US4351095A

US4351095A - Method of making spark plugs

Info

Publication number: US4351095A
Application number: US06/045,974
Authority: US
Inventors: Michael J. Davies
Original assignee: UK Atomic Energy Authority
Current assignee: Ricardo AEA Ltd
Priority date: 1977-12-12
Filing date: 1979-06-06
Publication date: 1982-09-28
Anticipated expiration: 1999-09-28

Abstract

A method of making a spark plug which is suitable for use in an internal combustion engine. The method comprises the steps of providing a tubular outer sheath of corrosion and erosion resistant metal and locating a thermally conductive core in the bore of the sheath. The sheath is worked down onto the core and the exposed end of the core is covered over by melting the outer sheath.

Description

This is a continuation of application Ser. No. 859,396 filed Dec. 12, 1977, now abandoned.

This invention relates to spark plugs for use with an internal combustion engine, and is particularly concerned with a method of manufacturing an electrode of a spark plug.

It is known to make the central electrode of a spark plug in the form of a copper core which is clad in a corrosion resistant outer sheath. The copper core has a higher thermal conductivity compared with the outer sheath which is typically made of a nickel alloy. If the copper core is exposed at the firing end of the electrode it is prone to erode, therefore attempts have been made to close off the exposed end of the copper core.

Problem: Write the next part of the spark plug patent description above, starting right after its final sentence about closing off the exposed end of the copper core.

Excerpted records:
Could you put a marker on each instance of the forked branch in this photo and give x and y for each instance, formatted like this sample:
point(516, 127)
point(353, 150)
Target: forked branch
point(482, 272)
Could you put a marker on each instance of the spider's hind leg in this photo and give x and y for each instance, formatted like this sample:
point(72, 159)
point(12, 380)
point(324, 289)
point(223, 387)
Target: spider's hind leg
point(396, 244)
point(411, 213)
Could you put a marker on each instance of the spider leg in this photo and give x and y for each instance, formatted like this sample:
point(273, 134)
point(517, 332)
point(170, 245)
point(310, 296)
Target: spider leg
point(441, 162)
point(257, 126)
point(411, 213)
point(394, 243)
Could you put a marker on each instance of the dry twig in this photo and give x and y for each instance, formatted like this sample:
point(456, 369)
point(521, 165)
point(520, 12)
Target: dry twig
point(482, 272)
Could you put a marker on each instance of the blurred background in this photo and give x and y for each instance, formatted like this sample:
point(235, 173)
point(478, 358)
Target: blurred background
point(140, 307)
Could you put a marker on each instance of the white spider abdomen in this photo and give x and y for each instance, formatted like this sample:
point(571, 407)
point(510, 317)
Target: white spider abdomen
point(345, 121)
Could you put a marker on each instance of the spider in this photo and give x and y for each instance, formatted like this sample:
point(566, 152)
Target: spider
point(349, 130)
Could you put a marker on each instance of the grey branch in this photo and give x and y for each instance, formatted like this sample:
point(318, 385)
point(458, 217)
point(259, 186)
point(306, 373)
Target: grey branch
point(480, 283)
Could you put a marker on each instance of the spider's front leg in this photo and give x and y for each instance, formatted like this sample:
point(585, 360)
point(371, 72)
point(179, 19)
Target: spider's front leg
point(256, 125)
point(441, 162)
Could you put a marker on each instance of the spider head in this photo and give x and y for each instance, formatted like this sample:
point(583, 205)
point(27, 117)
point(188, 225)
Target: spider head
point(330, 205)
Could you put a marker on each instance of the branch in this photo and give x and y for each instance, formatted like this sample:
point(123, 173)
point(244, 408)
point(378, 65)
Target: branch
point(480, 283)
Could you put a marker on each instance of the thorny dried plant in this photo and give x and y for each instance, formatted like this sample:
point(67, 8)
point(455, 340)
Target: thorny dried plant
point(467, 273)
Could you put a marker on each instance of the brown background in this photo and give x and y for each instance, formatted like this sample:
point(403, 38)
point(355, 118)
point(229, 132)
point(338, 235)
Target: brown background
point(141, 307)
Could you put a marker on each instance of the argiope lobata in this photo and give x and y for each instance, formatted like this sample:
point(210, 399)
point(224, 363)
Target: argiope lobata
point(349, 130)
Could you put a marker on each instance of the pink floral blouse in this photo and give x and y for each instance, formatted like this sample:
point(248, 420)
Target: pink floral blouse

Reply:
In British Pat. No. 549,281 it has been proposed to close off the exposed end by welding to the exposed end of the copper core a solid tip of material that is resistant to erosion and corrosion. Unfortunately it is extremely difficult to effect a satisfactory weld between the tip and both the outer sheath and the copper core. This can result in air or other inclusions being trapped between at least the tip and the core and it is also difficult to maintain good heat exchange contact between the core and the tip. Another problem arises because of the different coefficients of thermal expansion between the core, the tip, and the outer sheath. If the joint between the tip and the core, or between the tip and the outer sheath is not satisfactory the electrode may fail prematurely.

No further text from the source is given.